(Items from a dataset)
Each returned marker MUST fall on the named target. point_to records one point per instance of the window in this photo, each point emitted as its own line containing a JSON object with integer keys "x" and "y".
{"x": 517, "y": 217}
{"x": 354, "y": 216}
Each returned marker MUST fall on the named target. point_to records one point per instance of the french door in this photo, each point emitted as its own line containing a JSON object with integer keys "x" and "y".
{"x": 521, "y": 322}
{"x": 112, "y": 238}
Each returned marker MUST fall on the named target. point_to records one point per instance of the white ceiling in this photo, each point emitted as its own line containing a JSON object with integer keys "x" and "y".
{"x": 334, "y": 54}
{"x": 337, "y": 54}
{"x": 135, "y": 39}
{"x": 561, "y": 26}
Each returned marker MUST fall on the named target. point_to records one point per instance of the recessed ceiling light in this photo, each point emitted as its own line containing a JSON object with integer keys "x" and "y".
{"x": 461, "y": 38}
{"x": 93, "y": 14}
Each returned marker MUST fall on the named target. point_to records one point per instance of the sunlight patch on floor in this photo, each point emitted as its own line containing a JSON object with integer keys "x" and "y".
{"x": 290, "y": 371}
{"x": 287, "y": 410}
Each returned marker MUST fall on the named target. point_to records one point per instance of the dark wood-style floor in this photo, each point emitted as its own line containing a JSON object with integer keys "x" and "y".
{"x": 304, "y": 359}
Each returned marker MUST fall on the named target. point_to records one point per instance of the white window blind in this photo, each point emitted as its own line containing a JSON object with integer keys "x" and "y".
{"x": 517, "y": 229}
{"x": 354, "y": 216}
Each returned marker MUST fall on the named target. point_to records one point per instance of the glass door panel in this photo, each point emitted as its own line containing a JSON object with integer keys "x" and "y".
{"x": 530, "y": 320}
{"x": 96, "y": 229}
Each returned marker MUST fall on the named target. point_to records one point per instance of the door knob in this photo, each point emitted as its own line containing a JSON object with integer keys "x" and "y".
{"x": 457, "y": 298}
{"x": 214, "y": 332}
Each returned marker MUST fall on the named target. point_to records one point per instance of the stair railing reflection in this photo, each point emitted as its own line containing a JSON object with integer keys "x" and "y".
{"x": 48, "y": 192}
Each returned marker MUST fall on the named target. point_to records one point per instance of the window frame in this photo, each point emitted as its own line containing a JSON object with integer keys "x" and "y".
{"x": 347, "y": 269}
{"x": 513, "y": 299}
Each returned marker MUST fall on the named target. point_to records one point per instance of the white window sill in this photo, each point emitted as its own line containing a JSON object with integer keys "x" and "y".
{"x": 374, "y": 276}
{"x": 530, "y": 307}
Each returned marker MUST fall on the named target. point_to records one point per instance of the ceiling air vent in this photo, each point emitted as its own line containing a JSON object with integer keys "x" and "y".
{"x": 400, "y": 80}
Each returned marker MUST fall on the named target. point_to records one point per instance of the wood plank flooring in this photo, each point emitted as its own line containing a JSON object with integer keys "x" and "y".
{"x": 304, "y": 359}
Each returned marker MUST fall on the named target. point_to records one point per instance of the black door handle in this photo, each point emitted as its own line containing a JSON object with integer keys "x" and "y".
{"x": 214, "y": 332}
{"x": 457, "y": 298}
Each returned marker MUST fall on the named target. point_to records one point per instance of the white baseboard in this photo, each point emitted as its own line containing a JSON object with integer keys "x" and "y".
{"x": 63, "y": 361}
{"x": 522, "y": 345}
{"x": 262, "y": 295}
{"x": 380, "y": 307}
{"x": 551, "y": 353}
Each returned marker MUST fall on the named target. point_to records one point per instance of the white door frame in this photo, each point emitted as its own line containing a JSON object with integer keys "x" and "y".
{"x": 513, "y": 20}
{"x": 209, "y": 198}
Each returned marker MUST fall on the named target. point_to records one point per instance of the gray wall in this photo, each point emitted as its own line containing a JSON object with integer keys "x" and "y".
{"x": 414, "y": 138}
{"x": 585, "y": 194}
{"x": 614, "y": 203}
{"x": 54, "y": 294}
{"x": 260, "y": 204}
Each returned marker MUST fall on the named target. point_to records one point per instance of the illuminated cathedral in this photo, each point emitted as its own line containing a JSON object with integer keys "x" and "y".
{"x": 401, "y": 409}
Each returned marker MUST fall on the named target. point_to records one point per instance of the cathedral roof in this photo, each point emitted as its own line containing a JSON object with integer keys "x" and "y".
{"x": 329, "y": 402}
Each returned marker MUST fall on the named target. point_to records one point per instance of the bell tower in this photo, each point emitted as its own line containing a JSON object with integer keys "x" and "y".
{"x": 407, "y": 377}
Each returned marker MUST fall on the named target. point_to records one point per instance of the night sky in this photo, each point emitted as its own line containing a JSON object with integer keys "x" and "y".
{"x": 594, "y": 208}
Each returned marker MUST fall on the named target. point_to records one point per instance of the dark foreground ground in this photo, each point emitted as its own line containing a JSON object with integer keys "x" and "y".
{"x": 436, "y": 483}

→ Problem details:
Retype every record above exactly as written.

→ Task result:
Each returned marker MUST fall on the named target. point_to records one point per instance of the window in this photo, each point emitted as its own line containing a JSON object with integer keys "x" and "y".
{"x": 517, "y": 217}
{"x": 354, "y": 216}
Each returned marker MUST fall on the named target. point_to records one point per instance of the french door in this photo, each point emitted as its own line containing a JSON object with integer keys "x" and "y".
{"x": 521, "y": 322}
{"x": 112, "y": 238}
Each returned marker MUST fall on the named target. point_to records one point per instance of the white ceiling in this photo, each point emitted as its own line containing a JSON object with integer keys "x" and "y".
{"x": 334, "y": 54}
{"x": 337, "y": 54}
{"x": 135, "y": 39}
{"x": 561, "y": 26}
Each returned marker MUST fall on the named target. point_to records one point per instance of the recessed ceiling light in this photo, each point emitted as its own line containing a JSON object with integer keys "x" and "y".
{"x": 461, "y": 38}
{"x": 93, "y": 14}
Each returned marker MUST fall on the named target. point_to records one point per instance of the sunlight patch on floor in this photo, each point emitted as its own line containing a JSON object with integer keys "x" and "y".
{"x": 290, "y": 371}
{"x": 287, "y": 410}
Each returned marker MUST fall on the named target. point_to records one point per instance of the dark wood-style floor in this photo, each point emitted as its own line containing a JSON object with integer keys "x" and "y".
{"x": 304, "y": 359}
Each returned marker MUST fall on the named target. point_to records one point per instance of the white window blind in this photo, each point emitted as its own line containing a JSON object with integer keys "x" and "y".
{"x": 517, "y": 229}
{"x": 354, "y": 216}
Each returned marker MUST fall on the named target. point_to records one point per instance of the glass door panel in this photo, each point emitted as its own line containing a JSON object with integer keys "x" and "y".
{"x": 530, "y": 320}
{"x": 96, "y": 229}
Each returned marker MUST fall on the named target. point_to records one point per instance of the door knob in this photo, each point emitted as its own line containing a JSON object with integer keys "x" and "y".
{"x": 457, "y": 298}
{"x": 214, "y": 332}
Each returned marker MUST fall on the named target. point_to records one point per instance of the stair railing reflection in this photo, each point emitted as its own line containing a JSON object with integer keys "x" and "y".
{"x": 48, "y": 192}
Each returned marker MUST fall on the named target. point_to records one point per instance of the window frame in this photo, each point emitted as its own line containing a JSON object with integer keys "x" and "y".
{"x": 347, "y": 269}
{"x": 513, "y": 299}
Each returned marker MUST fall on the named target. point_to records one point per instance of the white window sill in this photo, each point emitted as its own line containing a JSON object with integer keys "x" and "y".
{"x": 374, "y": 276}
{"x": 530, "y": 307}
Each returned marker MUST fall on the named target. point_to records one point per instance of the ceiling air vent in this photo, each point emitted as its own line containing a JSON object with integer keys "x" and "y".
{"x": 400, "y": 80}
Each returned marker MUST fall on the named target. point_to records one point per instance of the wood plank flooring in this photo, each point emitted as its own line containing a JSON object with integer keys "x" and "y".
{"x": 304, "y": 359}
Each returned marker MUST fall on the named target. point_to records one point per instance of the black door handle in this photo, each point emitted as its own line containing a JSON object with integer keys "x" and "y".
{"x": 214, "y": 332}
{"x": 457, "y": 298}
Each returned marker MUST fall on the named target. point_to records one point per instance of the white baseboard in this photo, each point emitted as its own line containing a JSON object with integer keys "x" and "y".
{"x": 63, "y": 361}
{"x": 522, "y": 345}
{"x": 262, "y": 295}
{"x": 380, "y": 307}
{"x": 551, "y": 353}
Each returned marker MUST fall on the named target. point_to records one point per instance of the white door frame in this photo, each point emitted as its own line containing a JSON object with integer keys "x" and "y".
{"x": 513, "y": 20}
{"x": 209, "y": 198}
Each returned marker MUST fall on the named target. point_to records one point per instance of the gray wall in this photo, each point emitted as its own line containing a JSON object with integer keys "x" and "y".
{"x": 414, "y": 138}
{"x": 585, "y": 194}
{"x": 614, "y": 203}
{"x": 54, "y": 294}
{"x": 260, "y": 204}
Each returned marker MUST fall on the named target. point_to records one point per instance of the illuminated cathedral in this photo, each point emitted as its own line containing a JSON object with integer keys "x" and "y".
{"x": 401, "y": 409}
Each returned marker MUST fall on the named target. point_to records one point per instance of the cathedral roof in this photo, each point emitted as its own line containing a JSON object with integer keys "x" and "y".
{"x": 329, "y": 402}
Each returned marker MUST fall on the named target. point_to records one point per instance of the bell tower in this photo, each point emitted as its own line containing a JSON object with integer keys "x" and "y".
{"x": 407, "y": 377}
Each returned marker MUST fall on the named target. point_to records one point per instance of the night sky in this photo, each point emitted as its own line containing a JSON object with integer keys "x" and "y".
{"x": 594, "y": 208}
Each returned marker MUST fall on the named target. point_to records one point per instance of the dark foreground ground in this photo, each point emitted as its own line containing a JSON object with integer keys "x" and "y".
{"x": 436, "y": 483}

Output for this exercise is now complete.